**Aim of the task:** From the line containing "Identify one point on each instance of the tractor" down to the final entry below, restate each line word for word.

-- Record set follows --

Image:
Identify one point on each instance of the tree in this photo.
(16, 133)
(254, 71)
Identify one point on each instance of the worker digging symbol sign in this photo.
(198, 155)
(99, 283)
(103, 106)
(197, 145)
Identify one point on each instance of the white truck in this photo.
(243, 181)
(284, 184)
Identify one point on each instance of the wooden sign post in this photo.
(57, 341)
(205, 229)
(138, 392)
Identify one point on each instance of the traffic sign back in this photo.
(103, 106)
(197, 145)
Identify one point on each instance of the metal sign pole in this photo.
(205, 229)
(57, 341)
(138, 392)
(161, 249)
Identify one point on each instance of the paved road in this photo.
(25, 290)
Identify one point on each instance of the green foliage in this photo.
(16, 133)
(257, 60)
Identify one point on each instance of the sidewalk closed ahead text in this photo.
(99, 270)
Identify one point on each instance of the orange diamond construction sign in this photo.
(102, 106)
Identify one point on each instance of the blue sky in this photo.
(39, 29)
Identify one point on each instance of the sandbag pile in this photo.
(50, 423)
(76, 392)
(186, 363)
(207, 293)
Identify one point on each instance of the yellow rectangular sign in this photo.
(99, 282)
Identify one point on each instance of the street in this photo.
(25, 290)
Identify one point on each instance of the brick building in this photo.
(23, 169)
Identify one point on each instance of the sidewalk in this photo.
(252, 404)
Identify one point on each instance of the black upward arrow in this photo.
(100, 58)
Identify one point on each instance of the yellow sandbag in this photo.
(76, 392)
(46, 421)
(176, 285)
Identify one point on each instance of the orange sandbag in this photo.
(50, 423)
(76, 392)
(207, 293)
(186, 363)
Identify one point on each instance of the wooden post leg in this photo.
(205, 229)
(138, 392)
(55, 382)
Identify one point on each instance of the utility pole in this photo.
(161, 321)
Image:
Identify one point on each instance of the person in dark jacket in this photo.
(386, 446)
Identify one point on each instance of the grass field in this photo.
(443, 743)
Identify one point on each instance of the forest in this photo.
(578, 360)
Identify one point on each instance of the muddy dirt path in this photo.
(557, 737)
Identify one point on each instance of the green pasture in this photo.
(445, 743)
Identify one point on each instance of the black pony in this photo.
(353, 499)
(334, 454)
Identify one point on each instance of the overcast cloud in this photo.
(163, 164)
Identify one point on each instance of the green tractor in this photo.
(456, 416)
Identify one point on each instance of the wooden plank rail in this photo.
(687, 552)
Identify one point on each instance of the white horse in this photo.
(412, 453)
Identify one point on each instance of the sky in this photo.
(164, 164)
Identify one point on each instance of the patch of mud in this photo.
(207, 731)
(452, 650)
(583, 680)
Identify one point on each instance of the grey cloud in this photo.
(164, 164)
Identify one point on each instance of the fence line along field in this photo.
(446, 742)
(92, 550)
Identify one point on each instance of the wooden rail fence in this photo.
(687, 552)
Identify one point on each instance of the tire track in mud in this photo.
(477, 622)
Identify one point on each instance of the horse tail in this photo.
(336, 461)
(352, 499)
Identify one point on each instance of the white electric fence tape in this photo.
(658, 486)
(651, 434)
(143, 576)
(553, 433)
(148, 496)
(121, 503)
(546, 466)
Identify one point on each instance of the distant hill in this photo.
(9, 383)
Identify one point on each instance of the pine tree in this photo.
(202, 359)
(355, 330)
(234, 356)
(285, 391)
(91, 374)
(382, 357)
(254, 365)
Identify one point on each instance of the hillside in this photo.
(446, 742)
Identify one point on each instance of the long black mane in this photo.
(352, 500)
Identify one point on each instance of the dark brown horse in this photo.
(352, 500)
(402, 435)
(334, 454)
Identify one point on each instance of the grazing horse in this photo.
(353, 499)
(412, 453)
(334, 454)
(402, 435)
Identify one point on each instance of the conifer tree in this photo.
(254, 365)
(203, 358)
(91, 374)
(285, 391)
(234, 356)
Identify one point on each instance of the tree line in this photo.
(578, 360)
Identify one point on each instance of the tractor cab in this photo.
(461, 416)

-- Record set concluded --

**Task output:**
Identify one point on each instance of the tractor cab in this photo.
(461, 416)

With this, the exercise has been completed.